_Фрагмент текста:_
В сочинениях Гайдна выражается детская, светлая душа. Его симфонии ведут нас на необозримые, зеленые луга, в пестрые толпы счастливых людей. Мелькают юноши и девы; смеющиеся дети прячутся за деревья и за розовые кусты, бросаются цветами. Жизнь, исполненная любви, блаженства, жизнь до грехопадения, вечно юная; нет страданья, нет мучений, одно томное, сладкое стремление к милому образу, несущемуся в блеске вечерней зари; он и не приближается и не улетает, и, пока не исчезнет, не настанет ночь. В глубины царства духов ведет Моцарт. Страх объемлет нас, но без мучения; это предчувствие бесконечного. Любовь и нега дышат в прелестных голосах существ неземных; ночь настает при ярком пурпурном свете, и с невыразимым восторгом стремимся мы за призраками, которые зовут нас в свои ряды, летая в облаках.
Музыка Бетховена раскрывает нам царство бесконечного и необъятного. Огненные лучи мелькают в этом царстве ночи, и мы видим тени великанов, которые все более и более приближаются, окружают нас, подавляют, уничтожают; но не уничтожают бесконечной страсти, в которую переливается всякий восторг, в котором сплавлена любовь, надежда, удовольствие и в которой тогда мы только продолжаем жить.
Гайдн берет человеческое в жизни романтически; он соизмеримее, понятнее для толпы.
Моцарт берет сверхъестественное, чудесное, обитающее во внутренности нашего духа.

_Задания:_
- A) Ответьте на вопросы по тексту о музыке трех композиторов:
(i) Куда ведут нас симфонии Гайдна?
(ii) Что раскрывает нам музыка Бетховена?
(iii) Что берет Моцарт?
- B) Перепишите без изменений часть текста о музыке трех композиторов, начиная со слов «В сочинениях Гайдна» и далее до слов «летая в облаках.» включительно.
- C) Перечислите всех композиторов, названных в тексте о музыке трех композиторов.

_Набор данных:_
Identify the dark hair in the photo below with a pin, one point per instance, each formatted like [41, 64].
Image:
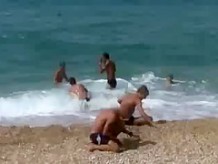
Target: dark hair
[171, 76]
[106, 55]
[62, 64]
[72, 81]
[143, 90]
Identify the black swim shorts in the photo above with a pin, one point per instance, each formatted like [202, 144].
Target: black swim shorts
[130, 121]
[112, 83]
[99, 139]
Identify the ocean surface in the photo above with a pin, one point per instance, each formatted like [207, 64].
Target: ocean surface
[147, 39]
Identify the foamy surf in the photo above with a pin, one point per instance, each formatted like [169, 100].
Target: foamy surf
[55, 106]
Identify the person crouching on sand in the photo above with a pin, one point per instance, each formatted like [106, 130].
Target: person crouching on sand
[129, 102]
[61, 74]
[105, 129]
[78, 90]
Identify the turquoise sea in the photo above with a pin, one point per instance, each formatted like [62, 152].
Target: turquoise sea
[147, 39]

* * *

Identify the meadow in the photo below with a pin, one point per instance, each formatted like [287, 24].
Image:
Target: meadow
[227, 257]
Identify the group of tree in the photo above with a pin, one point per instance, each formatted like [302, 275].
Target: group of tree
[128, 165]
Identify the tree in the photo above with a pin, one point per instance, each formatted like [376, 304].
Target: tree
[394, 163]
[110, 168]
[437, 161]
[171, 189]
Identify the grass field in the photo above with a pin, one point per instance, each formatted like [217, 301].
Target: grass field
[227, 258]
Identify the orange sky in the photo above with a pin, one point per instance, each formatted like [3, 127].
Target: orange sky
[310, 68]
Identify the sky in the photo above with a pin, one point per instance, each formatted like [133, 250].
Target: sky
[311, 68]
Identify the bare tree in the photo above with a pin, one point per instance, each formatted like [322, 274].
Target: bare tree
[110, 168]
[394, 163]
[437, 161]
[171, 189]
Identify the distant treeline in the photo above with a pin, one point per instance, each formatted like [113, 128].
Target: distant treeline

_Ответы:_
- A)
(i) На необозримые, зеленые луга, в пестрые толпы счастливых людей.
(ii) Царство бесконечного и необъятного.
(iii) Сверхъестественное, чудесное, обитающее во внутренности нашего духа.

- B)
В сочинениях Гайдна выражается детская, светлая душа. Его симфонии ведут нас на необозримые, зеленые луга, в пестрые толпы счастливых людей. Мелькают юноши и девы; смеющиеся дети прячутся за деревья и за розовые кусты, бросаются цветами. Жизнь, исполненная любви, блаженства, жизнь до грехопадения, вечно юная; нет страданья, нет мучений, одно томное, сладкое стремление к милому образу, несущемуся в блеске вечерней зари; он и не приближается и не улетает, и, пока не исчезнет, не настанет ночь. В глубины царства духов ведет Моцарт. Страх объемлет нас, но без мучения; это предчувствие бесконечного. Любовь и нега дышат в прелестных голосах существ неземных; ночь настает при ярком пурпурном свете, и с невыразимым восторгом стремимся мы за призраками, которые зовут нас в свои ряды, летая в облаках.

- C) Гайдн, Моцарт, Бетховен